◆ **Record extracts**:
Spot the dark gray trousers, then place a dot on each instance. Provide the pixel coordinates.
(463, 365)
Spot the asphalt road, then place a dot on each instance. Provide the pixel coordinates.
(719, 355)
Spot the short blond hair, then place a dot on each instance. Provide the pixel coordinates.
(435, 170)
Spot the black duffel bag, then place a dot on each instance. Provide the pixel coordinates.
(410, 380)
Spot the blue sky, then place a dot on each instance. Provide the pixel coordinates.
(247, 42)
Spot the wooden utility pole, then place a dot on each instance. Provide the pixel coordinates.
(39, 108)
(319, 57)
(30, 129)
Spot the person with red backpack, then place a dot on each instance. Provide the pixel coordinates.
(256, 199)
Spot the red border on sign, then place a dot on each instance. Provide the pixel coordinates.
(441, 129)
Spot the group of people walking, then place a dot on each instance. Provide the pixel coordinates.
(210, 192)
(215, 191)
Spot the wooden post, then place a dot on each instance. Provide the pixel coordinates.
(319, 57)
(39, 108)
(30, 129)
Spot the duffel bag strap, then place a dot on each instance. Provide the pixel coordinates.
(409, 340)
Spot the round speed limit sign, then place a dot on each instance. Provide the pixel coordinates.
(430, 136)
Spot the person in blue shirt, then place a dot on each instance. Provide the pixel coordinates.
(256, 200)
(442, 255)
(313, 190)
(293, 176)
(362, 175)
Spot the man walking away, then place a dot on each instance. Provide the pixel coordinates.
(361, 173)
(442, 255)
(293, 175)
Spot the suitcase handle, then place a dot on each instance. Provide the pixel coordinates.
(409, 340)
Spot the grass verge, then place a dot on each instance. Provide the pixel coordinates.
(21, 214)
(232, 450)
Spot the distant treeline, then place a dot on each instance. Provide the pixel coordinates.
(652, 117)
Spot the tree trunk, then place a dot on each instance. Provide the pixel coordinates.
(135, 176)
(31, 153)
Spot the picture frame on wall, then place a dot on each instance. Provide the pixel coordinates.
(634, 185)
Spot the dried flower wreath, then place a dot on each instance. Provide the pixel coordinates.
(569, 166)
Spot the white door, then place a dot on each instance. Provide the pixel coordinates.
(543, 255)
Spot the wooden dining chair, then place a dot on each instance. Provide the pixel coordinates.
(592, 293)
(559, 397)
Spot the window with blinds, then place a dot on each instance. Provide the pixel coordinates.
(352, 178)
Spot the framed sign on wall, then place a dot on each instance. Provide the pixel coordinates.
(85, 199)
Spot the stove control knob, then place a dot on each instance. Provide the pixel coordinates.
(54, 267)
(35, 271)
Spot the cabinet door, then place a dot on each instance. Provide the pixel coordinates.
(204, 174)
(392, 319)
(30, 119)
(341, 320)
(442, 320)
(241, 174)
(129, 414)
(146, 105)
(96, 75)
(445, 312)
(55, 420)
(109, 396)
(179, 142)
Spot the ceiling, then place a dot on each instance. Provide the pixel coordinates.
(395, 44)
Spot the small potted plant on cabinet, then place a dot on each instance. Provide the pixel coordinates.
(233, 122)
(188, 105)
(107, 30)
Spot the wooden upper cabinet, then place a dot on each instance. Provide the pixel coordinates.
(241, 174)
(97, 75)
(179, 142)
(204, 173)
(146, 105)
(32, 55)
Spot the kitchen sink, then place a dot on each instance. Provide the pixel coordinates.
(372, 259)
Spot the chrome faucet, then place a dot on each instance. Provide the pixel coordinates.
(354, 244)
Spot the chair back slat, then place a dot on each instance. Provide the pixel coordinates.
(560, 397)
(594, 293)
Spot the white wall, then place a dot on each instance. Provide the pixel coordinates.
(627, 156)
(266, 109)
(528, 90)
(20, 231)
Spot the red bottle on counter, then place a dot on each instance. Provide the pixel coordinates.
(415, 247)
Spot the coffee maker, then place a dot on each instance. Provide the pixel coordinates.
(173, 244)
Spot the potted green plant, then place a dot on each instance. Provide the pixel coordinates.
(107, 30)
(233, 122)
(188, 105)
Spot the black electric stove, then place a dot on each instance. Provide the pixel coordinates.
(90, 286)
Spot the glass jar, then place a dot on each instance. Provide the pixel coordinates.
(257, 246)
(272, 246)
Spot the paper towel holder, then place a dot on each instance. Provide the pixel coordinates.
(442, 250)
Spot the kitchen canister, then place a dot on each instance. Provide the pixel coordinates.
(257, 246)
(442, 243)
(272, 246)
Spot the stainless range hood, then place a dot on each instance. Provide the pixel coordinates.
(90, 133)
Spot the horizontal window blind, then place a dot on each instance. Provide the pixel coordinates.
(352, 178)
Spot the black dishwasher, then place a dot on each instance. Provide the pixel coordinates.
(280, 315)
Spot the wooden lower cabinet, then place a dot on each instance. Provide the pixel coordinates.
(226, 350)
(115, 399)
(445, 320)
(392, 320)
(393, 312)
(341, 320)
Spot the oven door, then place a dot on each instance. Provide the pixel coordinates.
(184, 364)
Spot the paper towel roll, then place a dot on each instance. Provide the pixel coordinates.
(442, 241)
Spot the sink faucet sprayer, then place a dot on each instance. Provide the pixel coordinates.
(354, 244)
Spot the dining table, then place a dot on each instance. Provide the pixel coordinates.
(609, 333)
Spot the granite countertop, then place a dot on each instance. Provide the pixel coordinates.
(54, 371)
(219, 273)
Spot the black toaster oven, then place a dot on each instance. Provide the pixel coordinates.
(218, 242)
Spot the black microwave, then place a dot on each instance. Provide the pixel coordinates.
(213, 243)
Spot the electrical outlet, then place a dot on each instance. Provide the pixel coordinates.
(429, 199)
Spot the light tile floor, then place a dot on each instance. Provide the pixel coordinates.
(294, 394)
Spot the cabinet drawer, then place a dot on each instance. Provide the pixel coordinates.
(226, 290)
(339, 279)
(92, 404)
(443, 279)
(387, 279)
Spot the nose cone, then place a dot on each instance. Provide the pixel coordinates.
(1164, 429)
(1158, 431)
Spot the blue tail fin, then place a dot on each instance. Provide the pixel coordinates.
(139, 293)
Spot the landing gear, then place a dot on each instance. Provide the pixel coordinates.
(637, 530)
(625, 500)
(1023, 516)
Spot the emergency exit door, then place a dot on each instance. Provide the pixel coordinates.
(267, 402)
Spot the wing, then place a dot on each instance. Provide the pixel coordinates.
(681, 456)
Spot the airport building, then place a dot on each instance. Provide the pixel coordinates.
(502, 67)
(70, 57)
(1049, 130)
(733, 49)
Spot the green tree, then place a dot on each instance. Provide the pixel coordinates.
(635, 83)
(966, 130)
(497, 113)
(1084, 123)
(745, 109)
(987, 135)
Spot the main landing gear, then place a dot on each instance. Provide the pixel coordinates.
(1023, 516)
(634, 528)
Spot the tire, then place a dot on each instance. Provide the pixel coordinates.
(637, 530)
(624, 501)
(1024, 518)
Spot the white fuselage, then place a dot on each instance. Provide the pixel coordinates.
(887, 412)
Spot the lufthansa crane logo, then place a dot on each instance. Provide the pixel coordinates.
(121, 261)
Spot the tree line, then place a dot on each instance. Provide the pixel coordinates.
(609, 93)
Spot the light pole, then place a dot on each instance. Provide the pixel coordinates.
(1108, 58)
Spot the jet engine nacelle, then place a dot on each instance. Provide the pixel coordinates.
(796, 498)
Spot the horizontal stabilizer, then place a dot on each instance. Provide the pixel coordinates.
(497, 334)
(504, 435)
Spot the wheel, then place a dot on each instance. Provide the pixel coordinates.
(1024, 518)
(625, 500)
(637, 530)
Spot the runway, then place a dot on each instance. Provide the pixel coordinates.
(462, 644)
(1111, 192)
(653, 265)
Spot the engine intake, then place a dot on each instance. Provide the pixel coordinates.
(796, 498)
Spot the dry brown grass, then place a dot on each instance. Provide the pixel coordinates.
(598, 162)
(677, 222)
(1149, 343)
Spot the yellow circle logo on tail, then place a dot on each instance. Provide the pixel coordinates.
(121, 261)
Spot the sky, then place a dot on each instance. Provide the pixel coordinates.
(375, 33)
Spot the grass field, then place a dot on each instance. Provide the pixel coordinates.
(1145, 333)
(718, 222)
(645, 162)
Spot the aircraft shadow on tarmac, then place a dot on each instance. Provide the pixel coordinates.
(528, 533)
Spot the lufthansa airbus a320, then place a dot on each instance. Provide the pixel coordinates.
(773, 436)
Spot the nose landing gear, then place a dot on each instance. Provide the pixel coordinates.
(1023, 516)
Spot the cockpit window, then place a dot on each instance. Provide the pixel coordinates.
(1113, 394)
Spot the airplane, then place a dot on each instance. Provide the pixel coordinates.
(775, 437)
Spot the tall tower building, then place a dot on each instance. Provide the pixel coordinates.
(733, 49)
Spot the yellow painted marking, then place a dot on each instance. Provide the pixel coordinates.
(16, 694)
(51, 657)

◆ **What the task asks**:
Can you recast the part of the listing that runs from the line containing "Spot the white fuselage, then" through the line containing "(1149, 343)" as a numbered list, with both of those lines included, any blank lines left out, and no other lines added?

◆ **Written solution**:
1. Spot the white fuselage, then place a dot on each instance. Provide the pixel coordinates.
2. (887, 412)
3. Spot the lufthansa crane logo, then place a dot on each instance. Provide the pixel coordinates.
4. (121, 261)
5. Spot the tree line, then place a dot on each instance. Provide the pixel coordinates.
6. (609, 93)
7. Spot the light pole, then place a dot on each instance. Provide the pixel coordinates.
8. (1108, 58)
9. Spot the jet engine nacelle, then place a dot on each instance. Provide the pixel coordinates.
10. (796, 498)
11. Spot the horizontal stabilizer, then place a dot on each instance. Provide the pixel coordinates.
12. (497, 334)
13. (504, 435)
14. Spot the wheel, then place a dot on each instance. Provide the pixel coordinates.
15. (1024, 518)
16. (625, 500)
17. (637, 530)
18. Spot the runway, then place a dot on each instance. Provide the pixel coordinates.
19. (462, 644)
20. (1111, 192)
21. (653, 265)
22. Spot the engine intake, then place a dot on each instance. Provide the pixel coordinates.
23. (796, 498)
24. Spot the dry brown grass, then place a dot on each instance. Provide the pixel coordinates.
25. (598, 162)
26. (677, 222)
27. (1149, 343)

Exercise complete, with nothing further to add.